SELECTED PASSAGE:
────────

GILEAD SCIENCES, INC.
Shareholder Proposals
Item 5
Adopt an enduring policy requiring the roles of Board Chair and CEO be held by separate persons and that the Chair be an independent director.
The proposal requests that the Board adopt a formal policy requiring the offices of Board Chair and Chief Executive Officer to be held by separate individuals, with the Board Chair to be an independent director and a Lead Director not to substitute for an independent Chair. It would permit an interim non-independent Chair for a short period while the Board seeks an independent Chair and could be phased in at contract renewal or next CEO transition. The supporting statement argues that an independent Chair provides impartial oversight, stronger accountability and mitigation of conflicts of interest, and notes a number of legal, clinical and commercial events the proponent cites as rationale for enhanced independent leadership. The request asks the Board to amend governing documents as necessary to implement the policy.
Item 6
Commission a report assessing how extending patent exclusivities could delay biosimilars and novel therapeutics and thereby hinder patient access.
This proposal requests a report, at reasonable cost and excluding confidential information, that evaluates risks that extending patent exclusivities on current treatments could delay release of biosimilars and new therapeutics and thereby impede patient access to more effective or affordable medicines. The requested analysis would consider potential legal, reputational and innovation risks associated with exclusivity-extension strategies and their effect on timing of successor products. The supporting statement cites historical examples and litigation concerns related to HIV medicines as illustrative of the kinds of issues the report should evaluate. The report is intended to help assess whether patent-extension practices create trade-offs between short-term revenues and broader access or innovation objectives.
Item 7
Commission and publish a report evaluating risks to shareholder value, reputation and legal compliance from incorporating ESG and DEI metrics into executive compensation.
The proposal asks the Board to commission and publish a report, at reasonable cost and omitting proprietary information, that evaluates the risks to shareholder value, corporate reputation and legal compliance associated with incorporating ESG and DEI metrics into executive compensation plans. The requested review would assess litigation exposure, regulatory uncertainty and reputational impacts arising from subjective or activist criteria used in ESG/DEI-linked pay. The supporting statement cites academic and governance commentary questioning whether such metrics create a 'dual mandate' and whether they are specified sufficiently to demonstrate a positive effect on business performance. The report is intended to provide transparency about how ESG and DEI metrics in pay plans affect fiduciary responsibilities and company risk.

────────

Images for locating objects:
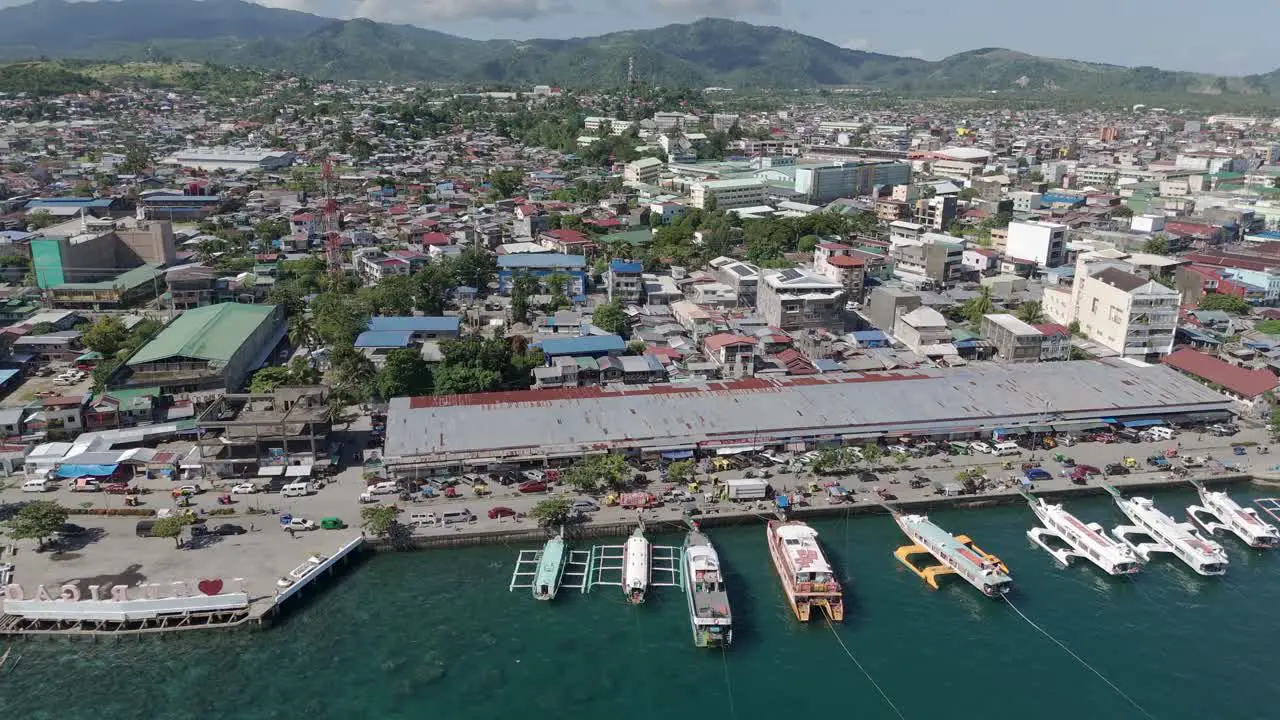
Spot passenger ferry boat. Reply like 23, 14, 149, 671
532, 528, 568, 600
1187, 480, 1280, 548
765, 520, 845, 623
684, 523, 733, 647
1103, 486, 1228, 575
622, 524, 649, 605
891, 510, 1014, 597
1023, 492, 1142, 575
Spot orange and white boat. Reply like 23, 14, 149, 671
765, 520, 845, 623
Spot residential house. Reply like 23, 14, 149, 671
755, 269, 847, 331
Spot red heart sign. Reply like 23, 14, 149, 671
196, 580, 223, 594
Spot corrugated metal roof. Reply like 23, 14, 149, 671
385, 360, 1230, 461
129, 302, 275, 365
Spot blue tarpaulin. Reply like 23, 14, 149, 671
58, 465, 119, 478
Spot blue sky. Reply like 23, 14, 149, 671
17, 0, 1280, 74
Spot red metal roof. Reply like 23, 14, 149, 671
1165, 347, 1280, 397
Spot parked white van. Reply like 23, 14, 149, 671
440, 510, 476, 525
992, 442, 1023, 455
280, 483, 315, 497
408, 510, 439, 528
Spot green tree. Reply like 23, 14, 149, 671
253, 218, 293, 241
863, 442, 884, 465
248, 365, 291, 395
5, 500, 69, 548
1199, 292, 1253, 315
1142, 233, 1169, 255
489, 170, 525, 197
374, 347, 431, 400
453, 246, 498, 296
511, 273, 538, 323
83, 315, 129, 357
417, 261, 458, 315
1015, 300, 1044, 325
591, 300, 628, 336
961, 286, 996, 327
151, 512, 191, 548
26, 210, 58, 231
667, 460, 694, 486
360, 505, 401, 538
529, 497, 573, 528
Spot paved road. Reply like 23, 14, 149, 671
0, 427, 1280, 594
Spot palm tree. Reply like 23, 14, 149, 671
1018, 300, 1044, 325
289, 314, 316, 350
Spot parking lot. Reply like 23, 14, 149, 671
0, 417, 1264, 594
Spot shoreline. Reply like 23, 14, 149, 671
366, 473, 1254, 552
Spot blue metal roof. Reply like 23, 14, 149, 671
365, 316, 461, 334
356, 331, 413, 347
541, 334, 627, 356
498, 252, 586, 270
609, 260, 644, 273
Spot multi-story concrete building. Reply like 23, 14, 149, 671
622, 158, 666, 183
690, 178, 764, 210
1042, 250, 1181, 357
607, 260, 644, 302
813, 242, 867, 301
1005, 222, 1066, 268
982, 314, 1044, 363
888, 233, 964, 284
755, 269, 845, 331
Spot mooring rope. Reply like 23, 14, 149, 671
827, 609, 906, 720
1000, 594, 1156, 720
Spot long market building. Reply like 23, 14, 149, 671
384, 359, 1231, 475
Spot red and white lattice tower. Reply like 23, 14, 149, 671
320, 156, 342, 273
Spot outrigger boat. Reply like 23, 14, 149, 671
1102, 486, 1228, 575
684, 523, 733, 647
764, 520, 845, 623
886, 505, 1014, 597
1019, 491, 1142, 575
622, 523, 649, 605
532, 528, 568, 600
1187, 480, 1280, 548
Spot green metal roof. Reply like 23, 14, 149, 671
129, 302, 275, 365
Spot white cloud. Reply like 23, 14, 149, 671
650, 0, 782, 18
255, 0, 567, 24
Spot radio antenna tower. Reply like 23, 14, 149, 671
320, 155, 342, 274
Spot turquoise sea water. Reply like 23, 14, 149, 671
0, 487, 1280, 720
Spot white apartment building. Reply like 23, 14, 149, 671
1005, 222, 1066, 268
1009, 192, 1043, 213
690, 179, 765, 210
1042, 250, 1181, 357
622, 158, 664, 183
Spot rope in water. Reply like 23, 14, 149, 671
1000, 594, 1156, 720
721, 644, 737, 717
827, 618, 906, 720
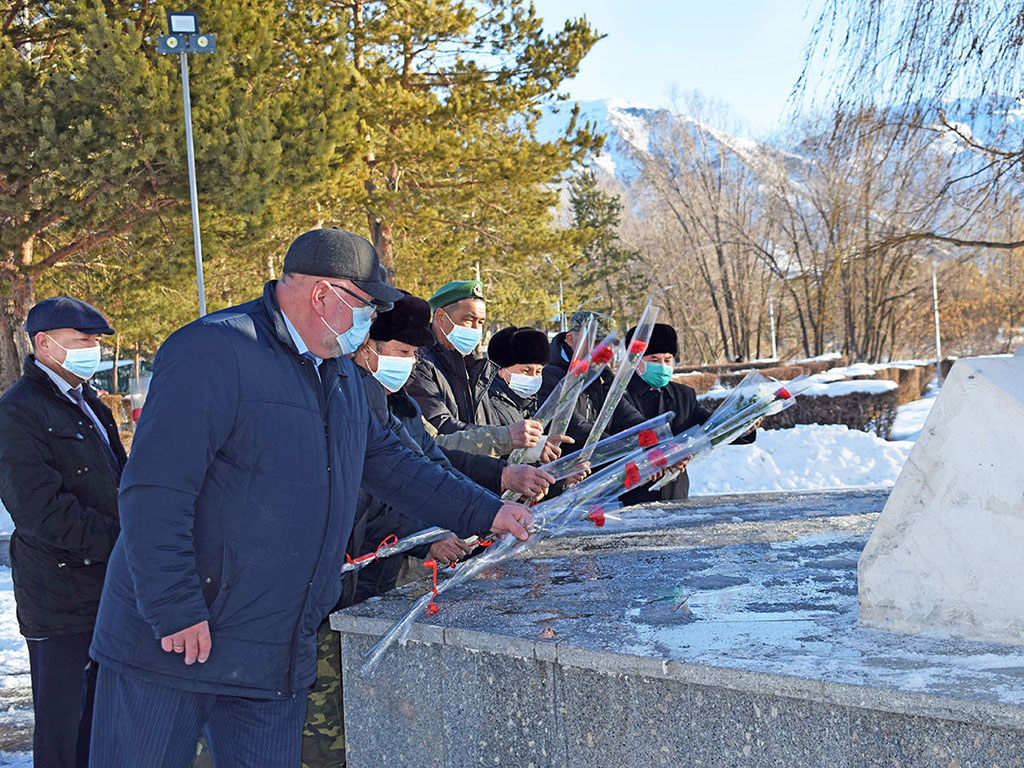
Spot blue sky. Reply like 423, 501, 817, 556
534, 0, 818, 134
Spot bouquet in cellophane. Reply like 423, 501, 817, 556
650, 371, 808, 490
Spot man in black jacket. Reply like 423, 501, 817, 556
538, 310, 646, 450
622, 323, 756, 505
0, 296, 126, 768
302, 293, 553, 768
407, 280, 543, 456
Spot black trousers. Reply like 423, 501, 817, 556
28, 632, 96, 768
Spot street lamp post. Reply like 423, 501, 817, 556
932, 259, 942, 387
157, 11, 217, 317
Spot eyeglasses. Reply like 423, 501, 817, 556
324, 281, 377, 311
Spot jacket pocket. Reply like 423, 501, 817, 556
200, 544, 234, 622
46, 422, 92, 479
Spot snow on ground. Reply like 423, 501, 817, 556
891, 383, 939, 440
0, 385, 938, 757
689, 424, 913, 496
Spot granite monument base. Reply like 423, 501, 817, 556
332, 492, 1024, 768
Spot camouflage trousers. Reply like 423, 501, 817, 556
191, 621, 345, 768
302, 621, 345, 768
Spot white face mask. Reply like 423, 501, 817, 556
441, 309, 483, 356
509, 374, 542, 397
46, 334, 99, 379
368, 347, 416, 392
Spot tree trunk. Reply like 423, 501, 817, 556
111, 334, 121, 394
0, 273, 34, 392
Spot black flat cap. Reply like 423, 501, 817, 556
370, 291, 434, 347
487, 326, 551, 368
285, 226, 401, 304
626, 323, 679, 354
25, 296, 114, 336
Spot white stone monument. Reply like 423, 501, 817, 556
858, 356, 1024, 644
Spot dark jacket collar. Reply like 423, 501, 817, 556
548, 333, 572, 371
22, 354, 98, 402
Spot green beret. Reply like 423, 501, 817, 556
427, 280, 483, 310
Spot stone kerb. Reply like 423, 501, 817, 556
858, 357, 1024, 644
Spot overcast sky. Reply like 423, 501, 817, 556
534, 0, 817, 133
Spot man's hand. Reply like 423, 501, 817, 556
160, 622, 213, 665
502, 464, 555, 499
541, 434, 575, 464
509, 419, 544, 449
565, 463, 590, 487
490, 504, 534, 542
427, 534, 473, 565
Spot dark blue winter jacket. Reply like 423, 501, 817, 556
91, 282, 501, 698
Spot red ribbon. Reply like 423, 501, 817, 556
423, 557, 440, 616
345, 534, 398, 564
623, 462, 640, 488
637, 429, 657, 447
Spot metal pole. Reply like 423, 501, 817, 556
558, 278, 568, 333
181, 51, 206, 317
932, 259, 942, 386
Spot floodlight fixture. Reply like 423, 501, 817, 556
167, 10, 199, 35
157, 10, 217, 317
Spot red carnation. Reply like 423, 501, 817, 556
623, 462, 640, 489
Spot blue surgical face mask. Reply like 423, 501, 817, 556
368, 345, 416, 392
321, 283, 374, 354
640, 361, 672, 387
509, 374, 541, 397
441, 309, 483, 355
46, 334, 99, 379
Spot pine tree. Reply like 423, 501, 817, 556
569, 168, 650, 325
319, 0, 602, 325
0, 0, 355, 389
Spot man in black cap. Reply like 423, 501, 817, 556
487, 326, 552, 428
0, 296, 125, 768
409, 280, 544, 458
302, 292, 554, 768
538, 310, 646, 446
90, 228, 531, 768
622, 323, 757, 505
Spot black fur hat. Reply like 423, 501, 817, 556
626, 323, 679, 354
487, 326, 551, 368
370, 291, 434, 347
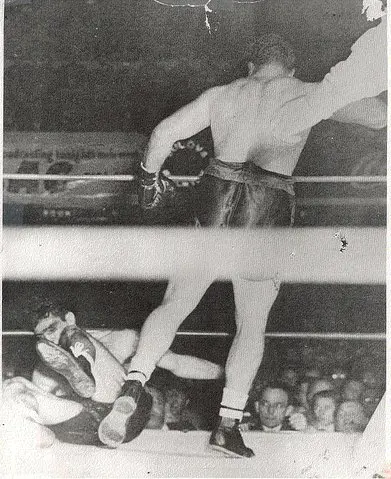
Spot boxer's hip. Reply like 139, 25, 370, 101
196, 159, 295, 228
48, 396, 112, 445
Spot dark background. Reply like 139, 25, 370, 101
3, 0, 386, 416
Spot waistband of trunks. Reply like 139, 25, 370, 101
204, 158, 295, 195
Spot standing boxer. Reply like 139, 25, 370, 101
106, 34, 385, 457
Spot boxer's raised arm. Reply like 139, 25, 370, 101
330, 97, 387, 130
273, 18, 387, 143
143, 87, 221, 172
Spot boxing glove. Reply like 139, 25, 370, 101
138, 165, 176, 210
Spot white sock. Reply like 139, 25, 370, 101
219, 388, 248, 421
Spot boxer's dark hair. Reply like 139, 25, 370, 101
245, 33, 296, 70
29, 299, 69, 328
309, 390, 338, 411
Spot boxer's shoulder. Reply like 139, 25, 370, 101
267, 77, 317, 101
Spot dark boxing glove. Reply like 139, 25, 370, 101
138, 166, 176, 210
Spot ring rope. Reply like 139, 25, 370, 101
2, 226, 386, 284
2, 328, 386, 341
3, 173, 387, 183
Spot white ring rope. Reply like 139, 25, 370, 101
2, 226, 386, 284
2, 328, 386, 341
3, 173, 387, 183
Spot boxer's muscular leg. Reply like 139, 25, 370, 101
130, 277, 213, 379
157, 350, 224, 379
222, 278, 279, 419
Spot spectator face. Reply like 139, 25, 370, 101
330, 368, 347, 389
362, 388, 383, 418
362, 369, 380, 389
258, 388, 288, 427
313, 397, 336, 426
307, 379, 334, 402
342, 379, 364, 401
34, 312, 75, 344
335, 401, 368, 432
281, 368, 299, 387
304, 368, 321, 381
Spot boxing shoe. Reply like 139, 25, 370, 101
209, 418, 255, 457
98, 380, 152, 448
35, 339, 95, 398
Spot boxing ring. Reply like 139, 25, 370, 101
0, 175, 391, 477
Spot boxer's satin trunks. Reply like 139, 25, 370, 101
195, 159, 295, 228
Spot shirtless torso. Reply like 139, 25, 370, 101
210, 77, 311, 175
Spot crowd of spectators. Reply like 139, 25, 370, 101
242, 366, 385, 433
3, 338, 385, 433
108, 360, 385, 433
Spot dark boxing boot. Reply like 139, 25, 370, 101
98, 380, 152, 448
209, 418, 255, 457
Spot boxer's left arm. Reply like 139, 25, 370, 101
330, 97, 387, 130
143, 87, 223, 173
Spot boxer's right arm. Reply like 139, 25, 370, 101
139, 87, 221, 210
143, 87, 223, 173
330, 97, 387, 130
273, 18, 388, 143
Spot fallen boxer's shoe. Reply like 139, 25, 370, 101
209, 419, 255, 457
35, 339, 95, 398
98, 380, 152, 448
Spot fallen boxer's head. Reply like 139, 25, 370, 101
32, 301, 76, 344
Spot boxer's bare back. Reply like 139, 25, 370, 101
209, 76, 312, 175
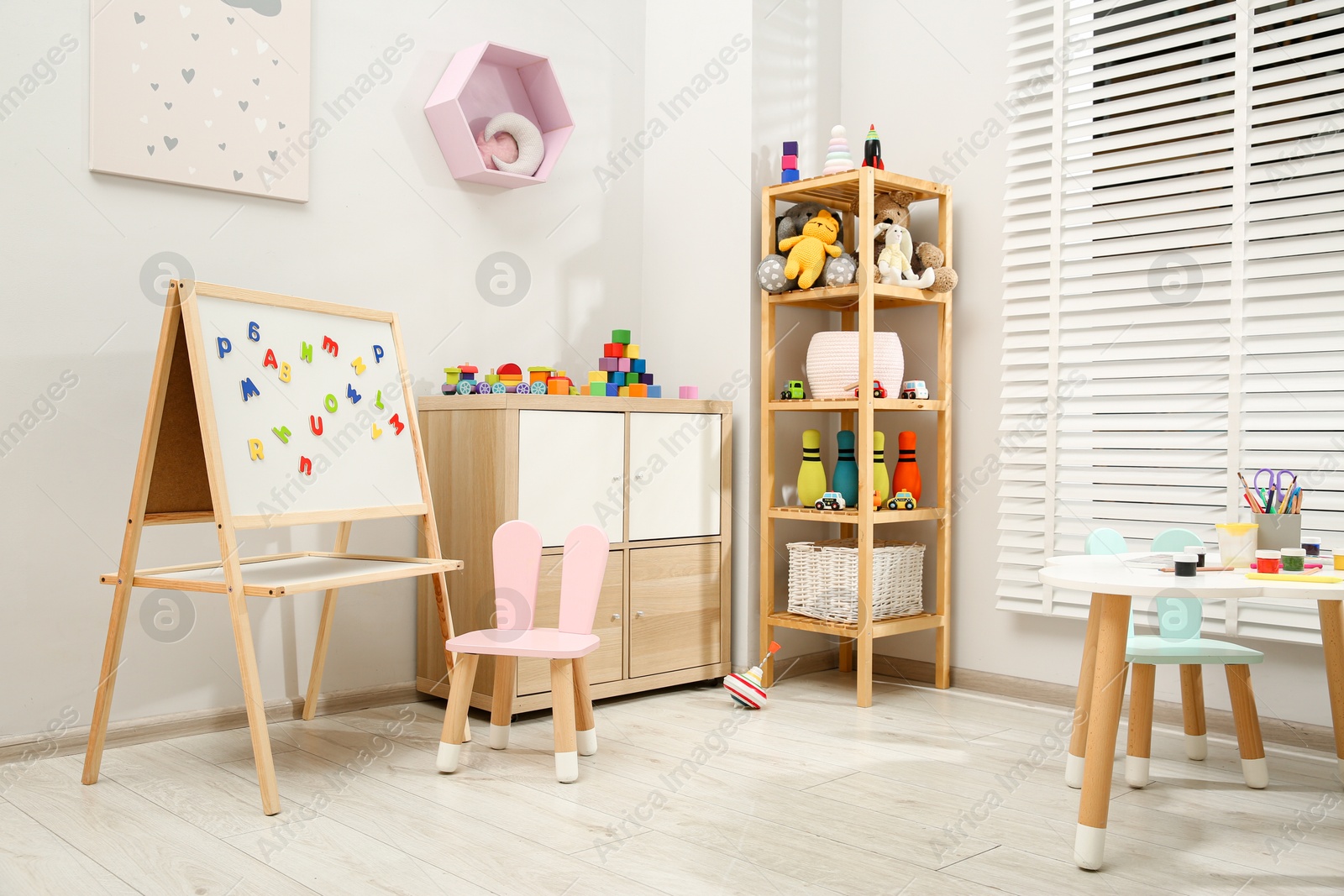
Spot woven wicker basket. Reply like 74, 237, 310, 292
789, 538, 925, 622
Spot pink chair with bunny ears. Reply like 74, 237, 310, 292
435, 520, 610, 783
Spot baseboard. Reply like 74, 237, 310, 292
0, 681, 422, 764
865, 654, 1335, 755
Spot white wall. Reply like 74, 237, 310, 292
840, 0, 1329, 724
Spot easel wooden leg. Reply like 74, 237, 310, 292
551, 659, 580, 784
304, 521, 349, 721
434, 652, 480, 771
1064, 594, 1100, 790
574, 657, 596, 757
228, 589, 280, 815
1074, 594, 1131, 871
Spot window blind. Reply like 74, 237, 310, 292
999, 0, 1344, 642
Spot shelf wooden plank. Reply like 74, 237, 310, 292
768, 398, 948, 411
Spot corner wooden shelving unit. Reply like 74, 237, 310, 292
761, 168, 953, 706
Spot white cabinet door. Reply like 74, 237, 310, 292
630, 414, 722, 542
517, 411, 625, 547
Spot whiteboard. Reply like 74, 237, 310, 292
191, 293, 425, 524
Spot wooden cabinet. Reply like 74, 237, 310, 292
417, 395, 732, 712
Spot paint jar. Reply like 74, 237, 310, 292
1216, 522, 1259, 569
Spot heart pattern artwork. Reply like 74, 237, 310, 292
89, 0, 316, 202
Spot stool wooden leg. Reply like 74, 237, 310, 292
1064, 594, 1100, 790
1125, 663, 1158, 787
551, 659, 580, 784
1180, 665, 1208, 762
491, 657, 517, 750
1223, 663, 1268, 790
1074, 594, 1131, 871
574, 657, 596, 757
434, 652, 480, 771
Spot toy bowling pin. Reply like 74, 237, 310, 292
831, 430, 858, 506
891, 430, 919, 501
798, 430, 827, 506
872, 432, 891, 504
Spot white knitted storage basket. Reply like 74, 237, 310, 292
806, 331, 906, 398
789, 538, 925, 622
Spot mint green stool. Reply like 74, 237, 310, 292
1064, 528, 1268, 789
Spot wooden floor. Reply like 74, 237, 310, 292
0, 672, 1344, 896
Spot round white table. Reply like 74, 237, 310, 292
1040, 553, 1344, 871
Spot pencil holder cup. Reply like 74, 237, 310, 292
1216, 522, 1259, 569
1257, 513, 1302, 551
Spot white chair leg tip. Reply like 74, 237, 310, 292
491, 721, 511, 750
1185, 735, 1208, 762
1125, 755, 1151, 790
555, 752, 580, 784
434, 740, 462, 773
1242, 757, 1268, 790
1074, 825, 1106, 871
1064, 753, 1086, 790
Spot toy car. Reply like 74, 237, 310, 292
887, 491, 916, 511
815, 491, 844, 511
900, 380, 929, 401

────────

WHAT TO DO: Reproduce word for word the stretch of the shareholder proposals from "The proposal requests" through "implement the policy.".

YOUR RESPONSE:
The proposal requests that the Board adopt a formal policy requiring the offices of Board Chair and Chief Executive Officer to be held by separate individuals, with the Board Chair to be an independent director and a Lead Director not to substitute for an independent Chair. It would permit an interim non-independent Chair for a short period while the Board seeks an independent Chair and could be phased in at contract renewal or next CEO transition. The supporting statement argues that an independent Chair provides impartial oversight, stronger accountability and mitigation of conflicts of interest, and notes a number of legal, clinical and commercial events the proponent cites as rationale for enhanced independent leadership. The request asks the Board to amend governing documents as necessary to implement the policy.